Reproduce the records below with every "Highlight" changed to "Outline" and nothing else altered.
──────── Task input ────────
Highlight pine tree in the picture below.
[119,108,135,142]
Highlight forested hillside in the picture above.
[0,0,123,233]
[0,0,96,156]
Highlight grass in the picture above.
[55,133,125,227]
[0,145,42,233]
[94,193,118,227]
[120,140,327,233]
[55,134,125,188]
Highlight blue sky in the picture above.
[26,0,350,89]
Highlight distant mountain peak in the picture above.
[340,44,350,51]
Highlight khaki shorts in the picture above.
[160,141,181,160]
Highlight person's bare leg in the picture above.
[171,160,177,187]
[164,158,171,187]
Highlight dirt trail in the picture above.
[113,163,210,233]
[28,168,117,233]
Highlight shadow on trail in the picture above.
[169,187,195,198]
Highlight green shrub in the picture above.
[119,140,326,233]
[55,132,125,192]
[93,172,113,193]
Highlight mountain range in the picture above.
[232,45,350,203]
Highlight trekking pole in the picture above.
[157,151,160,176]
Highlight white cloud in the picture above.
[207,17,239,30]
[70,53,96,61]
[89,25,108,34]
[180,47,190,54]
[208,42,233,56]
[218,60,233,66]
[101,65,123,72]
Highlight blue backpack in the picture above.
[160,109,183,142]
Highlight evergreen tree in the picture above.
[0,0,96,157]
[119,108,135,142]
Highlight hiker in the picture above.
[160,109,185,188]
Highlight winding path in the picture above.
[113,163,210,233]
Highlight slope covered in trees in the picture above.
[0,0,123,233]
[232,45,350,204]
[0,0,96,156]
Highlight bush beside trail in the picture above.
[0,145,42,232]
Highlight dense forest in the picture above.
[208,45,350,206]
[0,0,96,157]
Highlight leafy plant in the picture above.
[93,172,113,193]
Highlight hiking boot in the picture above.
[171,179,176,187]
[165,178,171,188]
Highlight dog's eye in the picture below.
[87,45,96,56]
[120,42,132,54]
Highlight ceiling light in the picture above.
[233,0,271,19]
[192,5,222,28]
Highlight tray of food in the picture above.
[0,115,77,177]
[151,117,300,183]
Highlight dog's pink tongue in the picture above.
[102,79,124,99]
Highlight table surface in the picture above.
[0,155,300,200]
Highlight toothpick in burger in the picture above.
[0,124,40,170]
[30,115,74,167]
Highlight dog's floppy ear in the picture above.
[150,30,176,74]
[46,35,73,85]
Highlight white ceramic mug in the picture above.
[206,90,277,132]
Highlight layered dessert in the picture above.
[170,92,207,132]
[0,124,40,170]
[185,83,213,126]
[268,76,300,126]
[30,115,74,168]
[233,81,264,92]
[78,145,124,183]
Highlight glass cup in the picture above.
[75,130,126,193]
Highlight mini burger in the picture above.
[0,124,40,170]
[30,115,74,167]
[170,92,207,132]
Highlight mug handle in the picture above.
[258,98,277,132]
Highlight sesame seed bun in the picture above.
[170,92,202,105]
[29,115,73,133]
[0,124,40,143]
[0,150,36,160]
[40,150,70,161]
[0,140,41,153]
────────
● Task output:
Outline pine tree in the picture below.
[119,108,135,142]
Outline forested hillside in the picture above.
[0,0,123,233]
[0,0,96,156]
Outline grass in the picture above.
[55,133,125,227]
[0,145,42,233]
[94,193,118,227]
[120,140,327,233]
[55,134,125,188]
Outline blue sky in the picture above.
[26,0,350,89]
Outline distant mountain peak in the picture above.
[340,44,350,51]
Outline khaki shorts in the picture above.
[160,141,181,160]
Outline person's bare leg in the picture above.
[171,160,177,187]
[164,158,171,187]
Outline dirt trail in the picture above.
[113,163,210,233]
[28,168,117,233]
Outline shadow on trail in the picture above.
[169,187,195,198]
Outline green shrub in the picture above.
[119,140,326,233]
[55,132,125,192]
[93,172,113,193]
Outline mountain range in the picture above.
[232,45,350,203]
Outline trekking pole in the picture above.
[157,151,160,176]
Outline white cloud in the picture above.
[207,17,239,30]
[70,53,96,61]
[89,25,108,34]
[180,47,190,54]
[208,42,233,56]
[218,60,233,66]
[101,65,123,72]
Outline blue backpack in the picture above.
[160,109,183,142]
Outline evergreen tree in the picture above.
[0,0,96,157]
[119,108,135,142]
Outline hiker in the picture above.
[160,109,185,188]
Outline winding path in the picture above.
[113,163,210,233]
Outline slope covered in trees in the picture above.
[0,0,123,233]
[232,45,350,204]
[0,0,96,156]
Outline bush beside trail in the picture above.
[0,145,42,232]
Outline dense forest in the picture above.
[208,45,350,206]
[0,0,96,157]
Outline leafy plant in the picture above.
[93,172,113,193]
Outline hiking boot in the picture above.
[171,179,176,187]
[165,178,171,188]
Outline dog's eye in the picture below.
[87,45,96,56]
[120,42,132,54]
Outline ceiling light in the picture above.
[233,0,271,19]
[192,5,222,28]
Outline tray of food in the picture above.
[0,115,77,177]
[151,117,300,183]
Outline dog's pink tongue in the picture above.
[102,79,124,99]
Outline table surface in the picture above.
[0,155,300,200]
Outline toothpick in burger in the picture above.
[0,124,40,170]
[30,115,74,167]
Outline dog's floppy ear in the picture above.
[150,30,176,74]
[46,35,73,85]
Outline white ceramic mug in the picture above.
[206,90,277,132]
Outline layered dessert in the picture above.
[170,92,207,132]
[0,124,40,170]
[185,83,213,126]
[268,76,300,126]
[30,115,74,168]
[233,81,264,92]
[78,145,124,183]
Outline glass cup in the picture above.
[75,130,126,193]
Outline mini burger in the picture above.
[0,124,40,170]
[30,115,74,167]
[170,92,207,132]
Outline mug handle in the picture above.
[258,98,277,132]
Outline sesame seed bun in the picture above.
[170,92,202,105]
[29,115,73,133]
[0,124,40,143]
[0,150,36,160]
[40,150,70,161]
[0,140,41,153]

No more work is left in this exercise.